▶ _本文_:
◆ ◆ ◆
このようなことから、エパデールは脂質異常症(特に高トリグリセリド血症)を合併する閉塞性動脈硬化症などの治療によく使用されます。
エパデールを服用する上での注意点
エパデールを服用できない方・服用に注意が必要な方
エパデールには抗血小板作用があるため、出血している場合(血友病、毛細血管脆弱症、消化管潰瘍、尿路出血、喀血、硝子体出血など)には使用できません。これらの場合に使用すると、止血が困難となるおそれがあります。
また、以下の場合は禁忌ではないものの、出血を助長するおそれがあるため注意が必要です。
- 月経期間中の場合
- 出血傾向がある場合
- 手術を予定している場合
なお、添付文書上には記載されていませんが、抜歯を予定している場合も服用に注意が必要です。
エパデールの副作用
おもな副作用として、下痢や腹部の不快感、発疹などが報告されています。また、重大な副作用として、肝機能障害や黄疸が報告されています。
重大な副作用の発生頻度は不明ですが、エパデール服用中に体のだるさ・食欲不振・白目や皮膚が黄色くなる、など副作用が疑われる症状があらわれた場合は、すぐに受診して適切な治療を受けてください。
日常生活における注意点
エパデールの服用方法・服用タイミングに関して
エパデールカプセル、エパデールS、エパデールEMカプセルは、いずれも軟カプセルです。噛むと油状の成分が出てきてしまうため、服用時に噛まないよう注意してください。
そして、エパデールは食直後に服用するようにしてください。エパデールの成分であるイコサペント酸エチルは魚油由来の脂肪酸で、胆汁の主成分である胆汁酸がないと体内にうまく吸収されません。胆汁の分泌が盛んになるのは食直後なので、服用タイミングがずれないように注意しましょう。
◆ ◆ ◆
▶ _課題内容_: 上に示したエパデールの服用上の注意に関する文章を、一字一句変えずに全文書き写しなさい。

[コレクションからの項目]
◆ ◆ ◆
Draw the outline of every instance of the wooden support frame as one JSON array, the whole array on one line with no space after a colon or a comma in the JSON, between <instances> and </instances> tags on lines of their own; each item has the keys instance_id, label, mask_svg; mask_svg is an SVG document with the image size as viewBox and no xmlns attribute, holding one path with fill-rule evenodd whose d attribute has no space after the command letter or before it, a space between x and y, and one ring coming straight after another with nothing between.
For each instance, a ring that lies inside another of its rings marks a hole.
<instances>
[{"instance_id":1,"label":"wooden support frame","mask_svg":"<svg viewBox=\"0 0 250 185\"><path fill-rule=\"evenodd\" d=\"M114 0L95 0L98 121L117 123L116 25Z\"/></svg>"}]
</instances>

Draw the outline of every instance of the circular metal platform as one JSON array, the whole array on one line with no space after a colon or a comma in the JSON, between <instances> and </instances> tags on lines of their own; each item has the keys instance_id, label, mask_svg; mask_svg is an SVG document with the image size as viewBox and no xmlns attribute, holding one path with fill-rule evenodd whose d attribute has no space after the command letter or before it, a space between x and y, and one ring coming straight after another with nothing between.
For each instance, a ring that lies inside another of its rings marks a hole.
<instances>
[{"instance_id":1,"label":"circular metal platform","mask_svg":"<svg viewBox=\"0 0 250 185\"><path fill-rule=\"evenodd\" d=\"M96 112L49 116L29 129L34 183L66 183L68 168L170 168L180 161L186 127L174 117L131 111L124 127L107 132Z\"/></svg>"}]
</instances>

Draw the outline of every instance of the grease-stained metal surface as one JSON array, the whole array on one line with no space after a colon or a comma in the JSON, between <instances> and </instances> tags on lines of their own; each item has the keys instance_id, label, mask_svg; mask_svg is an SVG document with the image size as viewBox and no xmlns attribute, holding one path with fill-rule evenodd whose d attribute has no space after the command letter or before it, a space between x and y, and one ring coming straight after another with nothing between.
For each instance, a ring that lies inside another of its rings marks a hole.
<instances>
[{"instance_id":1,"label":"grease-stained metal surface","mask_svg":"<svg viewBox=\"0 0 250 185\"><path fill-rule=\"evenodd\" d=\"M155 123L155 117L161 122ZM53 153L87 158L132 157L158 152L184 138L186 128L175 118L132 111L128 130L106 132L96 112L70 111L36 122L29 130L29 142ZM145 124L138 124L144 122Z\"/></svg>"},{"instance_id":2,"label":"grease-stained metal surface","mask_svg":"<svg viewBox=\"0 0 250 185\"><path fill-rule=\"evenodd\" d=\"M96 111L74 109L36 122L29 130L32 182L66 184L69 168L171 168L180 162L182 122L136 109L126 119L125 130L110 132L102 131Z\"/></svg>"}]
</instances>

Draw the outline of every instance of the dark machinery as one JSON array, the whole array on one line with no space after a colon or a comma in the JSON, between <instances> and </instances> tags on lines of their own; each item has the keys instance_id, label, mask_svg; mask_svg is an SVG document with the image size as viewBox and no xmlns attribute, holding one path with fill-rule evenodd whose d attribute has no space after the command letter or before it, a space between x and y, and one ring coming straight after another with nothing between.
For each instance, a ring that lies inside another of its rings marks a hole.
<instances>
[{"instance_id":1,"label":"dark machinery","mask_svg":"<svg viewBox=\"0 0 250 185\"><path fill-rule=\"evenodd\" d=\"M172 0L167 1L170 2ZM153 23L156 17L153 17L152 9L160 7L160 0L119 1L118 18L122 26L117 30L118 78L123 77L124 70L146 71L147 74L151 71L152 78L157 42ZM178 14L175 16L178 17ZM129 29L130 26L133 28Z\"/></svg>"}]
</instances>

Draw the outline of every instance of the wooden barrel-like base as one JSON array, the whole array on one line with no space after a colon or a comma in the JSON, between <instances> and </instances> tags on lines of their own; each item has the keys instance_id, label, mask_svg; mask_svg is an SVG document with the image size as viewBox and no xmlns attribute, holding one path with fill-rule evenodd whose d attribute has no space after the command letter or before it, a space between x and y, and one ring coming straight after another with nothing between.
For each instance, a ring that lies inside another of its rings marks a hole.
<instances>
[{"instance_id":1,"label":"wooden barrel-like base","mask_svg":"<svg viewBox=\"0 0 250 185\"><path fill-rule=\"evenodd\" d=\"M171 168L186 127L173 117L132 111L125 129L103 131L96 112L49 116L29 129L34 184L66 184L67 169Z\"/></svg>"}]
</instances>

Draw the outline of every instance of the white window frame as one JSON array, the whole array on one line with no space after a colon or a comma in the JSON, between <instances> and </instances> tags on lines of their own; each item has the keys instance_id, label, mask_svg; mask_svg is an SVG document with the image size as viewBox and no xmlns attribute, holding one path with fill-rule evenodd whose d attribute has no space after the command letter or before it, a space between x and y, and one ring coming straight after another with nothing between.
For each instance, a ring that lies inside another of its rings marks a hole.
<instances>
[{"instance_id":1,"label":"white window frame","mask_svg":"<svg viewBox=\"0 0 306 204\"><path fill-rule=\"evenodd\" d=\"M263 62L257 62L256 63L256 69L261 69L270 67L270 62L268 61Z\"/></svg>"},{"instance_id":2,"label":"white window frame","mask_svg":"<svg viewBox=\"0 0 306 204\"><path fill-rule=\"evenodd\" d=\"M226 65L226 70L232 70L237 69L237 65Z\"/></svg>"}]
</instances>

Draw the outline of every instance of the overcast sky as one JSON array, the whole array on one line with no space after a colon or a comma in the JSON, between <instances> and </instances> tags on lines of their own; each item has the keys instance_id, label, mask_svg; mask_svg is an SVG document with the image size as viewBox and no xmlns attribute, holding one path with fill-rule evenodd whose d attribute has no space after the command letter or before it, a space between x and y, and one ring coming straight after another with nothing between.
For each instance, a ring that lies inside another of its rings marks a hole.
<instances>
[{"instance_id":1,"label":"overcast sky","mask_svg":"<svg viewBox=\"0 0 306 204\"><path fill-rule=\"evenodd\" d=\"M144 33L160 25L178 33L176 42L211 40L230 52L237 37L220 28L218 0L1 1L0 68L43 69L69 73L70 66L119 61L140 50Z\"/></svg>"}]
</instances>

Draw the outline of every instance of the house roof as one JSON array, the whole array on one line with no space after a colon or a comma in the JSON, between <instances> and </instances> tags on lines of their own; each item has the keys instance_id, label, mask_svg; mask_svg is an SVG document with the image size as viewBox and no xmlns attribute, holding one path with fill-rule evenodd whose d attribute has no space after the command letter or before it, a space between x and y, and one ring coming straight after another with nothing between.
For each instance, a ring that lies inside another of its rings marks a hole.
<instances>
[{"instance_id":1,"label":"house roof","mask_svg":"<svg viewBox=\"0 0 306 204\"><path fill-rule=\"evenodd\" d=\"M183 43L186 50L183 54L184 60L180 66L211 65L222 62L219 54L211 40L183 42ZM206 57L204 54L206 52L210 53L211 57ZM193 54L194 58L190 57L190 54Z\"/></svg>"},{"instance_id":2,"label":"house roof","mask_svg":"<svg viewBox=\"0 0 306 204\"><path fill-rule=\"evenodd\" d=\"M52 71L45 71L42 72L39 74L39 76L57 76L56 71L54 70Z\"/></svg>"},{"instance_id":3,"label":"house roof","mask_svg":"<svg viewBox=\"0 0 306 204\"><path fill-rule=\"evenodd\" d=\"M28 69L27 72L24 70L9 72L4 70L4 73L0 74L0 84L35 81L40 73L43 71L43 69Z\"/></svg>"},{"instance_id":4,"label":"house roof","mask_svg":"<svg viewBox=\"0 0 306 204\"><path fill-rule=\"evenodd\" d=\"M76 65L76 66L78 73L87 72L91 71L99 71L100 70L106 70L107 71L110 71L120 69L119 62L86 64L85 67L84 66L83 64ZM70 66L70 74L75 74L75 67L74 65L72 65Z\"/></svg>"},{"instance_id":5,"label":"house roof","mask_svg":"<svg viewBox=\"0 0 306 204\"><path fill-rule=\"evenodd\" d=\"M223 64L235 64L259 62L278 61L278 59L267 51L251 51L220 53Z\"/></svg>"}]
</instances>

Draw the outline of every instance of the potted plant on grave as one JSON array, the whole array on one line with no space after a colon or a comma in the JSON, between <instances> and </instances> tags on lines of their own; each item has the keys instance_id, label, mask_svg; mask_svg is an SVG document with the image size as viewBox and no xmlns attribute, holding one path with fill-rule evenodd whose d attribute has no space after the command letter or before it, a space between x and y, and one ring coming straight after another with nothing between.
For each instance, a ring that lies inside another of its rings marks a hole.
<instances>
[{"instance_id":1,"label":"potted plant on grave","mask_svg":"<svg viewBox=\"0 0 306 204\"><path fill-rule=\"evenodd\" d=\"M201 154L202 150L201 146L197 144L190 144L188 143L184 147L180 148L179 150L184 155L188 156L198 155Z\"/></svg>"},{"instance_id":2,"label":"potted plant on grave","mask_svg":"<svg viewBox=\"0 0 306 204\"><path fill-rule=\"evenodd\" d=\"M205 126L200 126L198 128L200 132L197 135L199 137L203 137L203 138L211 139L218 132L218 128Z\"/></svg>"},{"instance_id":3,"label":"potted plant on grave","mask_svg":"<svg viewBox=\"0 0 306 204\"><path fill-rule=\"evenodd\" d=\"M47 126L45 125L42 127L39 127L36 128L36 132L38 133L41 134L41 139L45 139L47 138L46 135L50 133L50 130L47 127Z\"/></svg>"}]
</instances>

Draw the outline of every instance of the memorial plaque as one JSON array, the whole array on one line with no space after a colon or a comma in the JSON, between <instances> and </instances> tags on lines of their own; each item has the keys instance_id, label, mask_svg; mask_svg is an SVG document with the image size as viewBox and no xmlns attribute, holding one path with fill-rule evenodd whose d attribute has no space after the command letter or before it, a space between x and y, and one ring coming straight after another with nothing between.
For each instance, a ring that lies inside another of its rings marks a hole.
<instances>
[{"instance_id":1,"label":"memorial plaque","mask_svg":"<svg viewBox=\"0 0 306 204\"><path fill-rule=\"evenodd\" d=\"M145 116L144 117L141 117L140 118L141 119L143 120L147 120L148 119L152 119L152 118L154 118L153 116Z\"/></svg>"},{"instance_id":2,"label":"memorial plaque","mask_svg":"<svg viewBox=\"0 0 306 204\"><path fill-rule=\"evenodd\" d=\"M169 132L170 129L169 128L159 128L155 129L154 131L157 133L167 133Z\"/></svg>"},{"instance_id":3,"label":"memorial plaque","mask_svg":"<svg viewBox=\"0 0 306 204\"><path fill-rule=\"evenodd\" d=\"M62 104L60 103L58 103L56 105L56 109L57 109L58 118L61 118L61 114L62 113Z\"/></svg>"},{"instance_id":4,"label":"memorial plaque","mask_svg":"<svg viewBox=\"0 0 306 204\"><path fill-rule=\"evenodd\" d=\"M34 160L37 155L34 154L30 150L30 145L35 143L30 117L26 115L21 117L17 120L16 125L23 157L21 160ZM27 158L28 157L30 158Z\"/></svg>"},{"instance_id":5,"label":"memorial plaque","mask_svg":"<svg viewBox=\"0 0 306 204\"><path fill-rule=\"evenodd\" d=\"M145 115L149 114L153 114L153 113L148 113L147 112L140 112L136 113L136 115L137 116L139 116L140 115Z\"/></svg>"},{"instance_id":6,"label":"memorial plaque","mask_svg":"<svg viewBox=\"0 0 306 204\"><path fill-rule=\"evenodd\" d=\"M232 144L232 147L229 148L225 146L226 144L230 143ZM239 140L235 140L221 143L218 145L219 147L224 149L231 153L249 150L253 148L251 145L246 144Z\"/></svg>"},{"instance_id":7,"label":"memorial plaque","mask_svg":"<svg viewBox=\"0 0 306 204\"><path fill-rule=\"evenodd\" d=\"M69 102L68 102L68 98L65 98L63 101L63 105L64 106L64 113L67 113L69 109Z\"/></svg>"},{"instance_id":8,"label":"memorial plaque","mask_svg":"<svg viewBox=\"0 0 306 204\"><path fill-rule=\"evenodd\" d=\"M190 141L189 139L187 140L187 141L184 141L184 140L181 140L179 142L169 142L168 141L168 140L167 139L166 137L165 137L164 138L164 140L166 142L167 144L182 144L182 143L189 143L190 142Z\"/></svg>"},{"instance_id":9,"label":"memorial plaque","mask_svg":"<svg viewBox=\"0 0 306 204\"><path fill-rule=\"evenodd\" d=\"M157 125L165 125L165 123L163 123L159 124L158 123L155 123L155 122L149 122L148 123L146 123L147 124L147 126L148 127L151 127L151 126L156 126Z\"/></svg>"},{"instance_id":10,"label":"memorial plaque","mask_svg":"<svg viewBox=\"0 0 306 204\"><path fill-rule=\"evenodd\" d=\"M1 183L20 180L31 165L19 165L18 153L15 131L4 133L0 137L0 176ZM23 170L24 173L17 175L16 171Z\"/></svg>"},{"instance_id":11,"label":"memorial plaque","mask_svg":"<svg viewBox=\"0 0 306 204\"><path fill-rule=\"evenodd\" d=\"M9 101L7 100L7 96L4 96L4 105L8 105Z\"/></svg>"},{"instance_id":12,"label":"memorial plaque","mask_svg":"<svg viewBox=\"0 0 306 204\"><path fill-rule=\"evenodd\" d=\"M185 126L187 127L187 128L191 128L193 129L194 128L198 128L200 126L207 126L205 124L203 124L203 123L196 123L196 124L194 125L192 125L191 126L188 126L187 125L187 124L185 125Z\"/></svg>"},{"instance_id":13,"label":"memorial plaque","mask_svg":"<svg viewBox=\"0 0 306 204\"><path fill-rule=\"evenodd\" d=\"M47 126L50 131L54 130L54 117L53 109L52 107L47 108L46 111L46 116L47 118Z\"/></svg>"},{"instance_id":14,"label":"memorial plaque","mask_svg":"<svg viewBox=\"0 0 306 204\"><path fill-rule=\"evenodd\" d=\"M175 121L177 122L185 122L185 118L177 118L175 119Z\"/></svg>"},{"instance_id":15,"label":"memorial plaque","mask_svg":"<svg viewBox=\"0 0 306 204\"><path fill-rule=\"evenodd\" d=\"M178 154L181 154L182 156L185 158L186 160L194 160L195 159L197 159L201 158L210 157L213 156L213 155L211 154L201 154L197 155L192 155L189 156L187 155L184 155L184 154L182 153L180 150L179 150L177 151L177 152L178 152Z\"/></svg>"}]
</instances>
◆ ◆ ◆
▶ _課題の解答_:
このようなことから、エパデールは脂質異常症(特に高トリグリセリド血症)を合併する閉塞性動脈硬化症などの治療によく使用されます。
エパデールを服用する上での注意点
エパデールを服用できない方・服用に注意が必要な方
エパデールには抗血小板作用があるため、出血している場合(血友病、毛細血管脆弱症、消化管潰瘍、尿路出血、喀血、硝子体出血など)には使用できません。これらの場合に使用すると、止血が困難となるおそれがあります。
また、以下の場合は禁忌ではないものの、出血を助長するおそれがあるため注意が必要です。
- 月経期間中の場合
- 出血傾向がある場合
- 手術を予定している場合
なお、添付文書上には記載されていませんが、抜歯を予定している場合も服用に注意が必要です。
エパデールの副作用
おもな副作用として、下痢や腹部の不快感、発疹などが報告されています。また、重大な副作用として、肝機能障害や黄疸が報告されています。
重大な副作用の発生頻度は不明ですが、エパデール服用中に体のだるさ・食欲不振・白目や皮膚が黄色くなる、など副作用が疑われる症状があらわれた場合は、すぐに受診して適切な治療を受けてください。
日常生活における注意点
エパデールの服用方法・服用タイミングに関して
エパデールカプセル、エパデールS、エパデールEMカプセルは、いずれも軟カプセルです。噛むと油状の成分が出てきてしまうため、服用時に噛まないよう注意してください。
そして、エパデールは食直後に服用するようにしてください。エパデールの成分であるイコサペント酸エチルは魚油由来の脂肪酸で、胆汁の主成分である胆汁酸がないと体内にうまく吸収されません。胆汁の分泌が盛んになるのは食直後なので、服用タイミングがずれないように注意しましょう。